** Description of the task **
Using the records below, repeat exactly the lines from the one holding "box: [0, 576, 20, 604]" through the one holding "positive clicks: (349, 574)", both ends included, and no others.

** Information shown **

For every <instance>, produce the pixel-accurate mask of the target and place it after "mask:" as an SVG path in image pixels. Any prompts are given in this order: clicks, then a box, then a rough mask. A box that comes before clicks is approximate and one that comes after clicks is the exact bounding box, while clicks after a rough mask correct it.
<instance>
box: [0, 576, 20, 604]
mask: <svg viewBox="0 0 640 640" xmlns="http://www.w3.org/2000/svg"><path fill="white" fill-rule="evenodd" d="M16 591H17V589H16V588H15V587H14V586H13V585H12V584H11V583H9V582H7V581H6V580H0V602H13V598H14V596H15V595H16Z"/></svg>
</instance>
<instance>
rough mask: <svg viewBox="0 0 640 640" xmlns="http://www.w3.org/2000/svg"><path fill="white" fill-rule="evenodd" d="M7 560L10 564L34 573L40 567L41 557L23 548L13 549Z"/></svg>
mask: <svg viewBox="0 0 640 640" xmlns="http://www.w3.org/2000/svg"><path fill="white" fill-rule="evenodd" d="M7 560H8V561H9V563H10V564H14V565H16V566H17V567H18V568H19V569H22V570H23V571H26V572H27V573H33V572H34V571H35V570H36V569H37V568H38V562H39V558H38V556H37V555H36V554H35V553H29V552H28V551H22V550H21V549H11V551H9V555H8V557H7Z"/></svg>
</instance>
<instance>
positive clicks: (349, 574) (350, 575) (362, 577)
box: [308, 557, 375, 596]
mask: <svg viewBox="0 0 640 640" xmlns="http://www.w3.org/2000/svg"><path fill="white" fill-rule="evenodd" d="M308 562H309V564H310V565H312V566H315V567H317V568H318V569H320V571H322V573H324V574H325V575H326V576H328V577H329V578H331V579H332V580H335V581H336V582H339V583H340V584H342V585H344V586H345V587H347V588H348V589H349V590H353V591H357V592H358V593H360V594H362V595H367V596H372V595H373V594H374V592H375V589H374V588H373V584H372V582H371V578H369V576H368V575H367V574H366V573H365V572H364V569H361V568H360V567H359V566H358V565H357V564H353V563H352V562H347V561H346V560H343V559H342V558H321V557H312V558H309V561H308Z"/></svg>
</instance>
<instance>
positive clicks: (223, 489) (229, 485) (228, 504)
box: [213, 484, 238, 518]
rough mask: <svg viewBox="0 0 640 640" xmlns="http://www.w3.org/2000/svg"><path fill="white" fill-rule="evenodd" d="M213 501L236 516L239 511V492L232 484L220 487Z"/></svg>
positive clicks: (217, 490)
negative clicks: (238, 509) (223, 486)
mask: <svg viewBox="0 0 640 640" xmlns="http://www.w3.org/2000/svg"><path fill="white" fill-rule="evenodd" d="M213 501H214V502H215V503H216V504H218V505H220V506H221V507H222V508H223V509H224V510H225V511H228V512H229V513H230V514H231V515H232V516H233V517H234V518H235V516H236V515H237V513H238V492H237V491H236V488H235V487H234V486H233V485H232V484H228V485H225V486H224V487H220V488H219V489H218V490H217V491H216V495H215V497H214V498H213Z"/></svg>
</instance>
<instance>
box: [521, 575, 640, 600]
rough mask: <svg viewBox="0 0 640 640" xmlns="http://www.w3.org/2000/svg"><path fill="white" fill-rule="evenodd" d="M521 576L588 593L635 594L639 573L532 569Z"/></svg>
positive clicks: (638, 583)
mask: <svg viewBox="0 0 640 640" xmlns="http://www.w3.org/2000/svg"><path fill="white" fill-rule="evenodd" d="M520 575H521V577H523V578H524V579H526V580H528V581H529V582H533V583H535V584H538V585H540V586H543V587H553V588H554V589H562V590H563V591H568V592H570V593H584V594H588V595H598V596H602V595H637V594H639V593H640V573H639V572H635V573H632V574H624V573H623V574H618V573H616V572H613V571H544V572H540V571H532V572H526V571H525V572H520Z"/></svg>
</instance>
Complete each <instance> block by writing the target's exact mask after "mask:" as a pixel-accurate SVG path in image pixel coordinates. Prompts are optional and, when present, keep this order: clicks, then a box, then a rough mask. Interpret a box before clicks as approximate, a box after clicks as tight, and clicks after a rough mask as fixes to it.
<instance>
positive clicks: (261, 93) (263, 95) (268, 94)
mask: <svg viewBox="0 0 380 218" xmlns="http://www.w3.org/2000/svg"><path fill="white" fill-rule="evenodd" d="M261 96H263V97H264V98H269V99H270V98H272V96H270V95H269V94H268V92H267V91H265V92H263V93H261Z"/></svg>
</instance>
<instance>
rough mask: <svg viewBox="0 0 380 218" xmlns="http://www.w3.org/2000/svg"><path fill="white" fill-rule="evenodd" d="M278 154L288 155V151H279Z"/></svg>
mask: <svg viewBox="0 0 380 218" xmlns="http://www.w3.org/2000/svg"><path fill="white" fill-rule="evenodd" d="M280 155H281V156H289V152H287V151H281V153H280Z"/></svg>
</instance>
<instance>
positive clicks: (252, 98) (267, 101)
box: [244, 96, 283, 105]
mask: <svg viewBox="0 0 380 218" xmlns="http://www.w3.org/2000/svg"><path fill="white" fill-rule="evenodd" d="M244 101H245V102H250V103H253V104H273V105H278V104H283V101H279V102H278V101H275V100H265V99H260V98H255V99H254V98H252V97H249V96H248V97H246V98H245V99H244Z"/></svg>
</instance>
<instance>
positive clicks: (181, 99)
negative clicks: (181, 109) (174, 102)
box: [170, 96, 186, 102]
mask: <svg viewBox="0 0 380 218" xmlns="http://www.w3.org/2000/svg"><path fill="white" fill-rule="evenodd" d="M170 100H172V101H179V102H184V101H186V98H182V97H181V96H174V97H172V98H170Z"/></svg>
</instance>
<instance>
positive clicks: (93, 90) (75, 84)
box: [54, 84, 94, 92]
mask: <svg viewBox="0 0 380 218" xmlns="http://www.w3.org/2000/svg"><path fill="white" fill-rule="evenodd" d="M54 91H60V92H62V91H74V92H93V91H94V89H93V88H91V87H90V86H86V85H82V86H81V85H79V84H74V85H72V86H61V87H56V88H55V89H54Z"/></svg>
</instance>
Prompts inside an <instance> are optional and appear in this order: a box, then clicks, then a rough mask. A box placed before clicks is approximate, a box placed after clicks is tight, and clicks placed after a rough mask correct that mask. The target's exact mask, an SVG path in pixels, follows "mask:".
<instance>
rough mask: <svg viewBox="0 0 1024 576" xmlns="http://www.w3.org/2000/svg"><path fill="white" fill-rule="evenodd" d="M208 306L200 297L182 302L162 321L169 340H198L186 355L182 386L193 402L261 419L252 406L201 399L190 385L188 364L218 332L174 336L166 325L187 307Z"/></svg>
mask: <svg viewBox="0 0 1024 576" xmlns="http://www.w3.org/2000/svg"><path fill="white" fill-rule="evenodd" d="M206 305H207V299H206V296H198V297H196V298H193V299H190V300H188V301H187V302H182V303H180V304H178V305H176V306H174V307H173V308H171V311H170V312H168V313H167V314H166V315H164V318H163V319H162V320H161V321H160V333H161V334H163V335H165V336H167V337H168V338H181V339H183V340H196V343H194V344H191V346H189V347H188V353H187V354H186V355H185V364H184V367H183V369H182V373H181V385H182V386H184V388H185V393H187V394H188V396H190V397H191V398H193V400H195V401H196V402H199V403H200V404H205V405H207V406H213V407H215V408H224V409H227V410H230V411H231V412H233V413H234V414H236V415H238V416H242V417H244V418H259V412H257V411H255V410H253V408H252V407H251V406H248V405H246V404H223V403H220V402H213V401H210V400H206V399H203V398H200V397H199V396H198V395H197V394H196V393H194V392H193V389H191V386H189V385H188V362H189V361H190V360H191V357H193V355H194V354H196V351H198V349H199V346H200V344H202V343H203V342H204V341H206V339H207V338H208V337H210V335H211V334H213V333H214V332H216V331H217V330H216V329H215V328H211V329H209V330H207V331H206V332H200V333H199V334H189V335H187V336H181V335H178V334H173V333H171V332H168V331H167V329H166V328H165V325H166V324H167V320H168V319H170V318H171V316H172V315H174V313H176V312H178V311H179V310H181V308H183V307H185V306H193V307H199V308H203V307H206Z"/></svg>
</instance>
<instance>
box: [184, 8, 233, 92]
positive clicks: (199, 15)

** Solution to this task **
box: [0, 576, 20, 604]
mask: <svg viewBox="0 0 640 640" xmlns="http://www.w3.org/2000/svg"><path fill="white" fill-rule="evenodd" d="M16 591H17V589H16V588H15V587H14V586H13V585H12V584H11V583H9V582H7V581H6V580H0V602H13V598H14V596H15V595H16Z"/></svg>
</instance>
<instance>
rough mask: <svg viewBox="0 0 640 640" xmlns="http://www.w3.org/2000/svg"><path fill="white" fill-rule="evenodd" d="M7 560L10 564L34 573L40 567L41 557L23 548L13 549Z"/></svg>
mask: <svg viewBox="0 0 640 640" xmlns="http://www.w3.org/2000/svg"><path fill="white" fill-rule="evenodd" d="M7 560H8V561H9V563H10V564H14V565H16V566H17V567H18V568H19V569H22V570H23V571H26V572H27V573H33V572H34V571H35V570H36V569H37V568H38V562H39V558H38V556H37V555H36V554H35V553H29V552H28V551H22V550H21V549H11V551H9V555H8V557H7Z"/></svg>
</instance>
<instance>
positive clicks: (349, 574) (350, 575) (362, 577)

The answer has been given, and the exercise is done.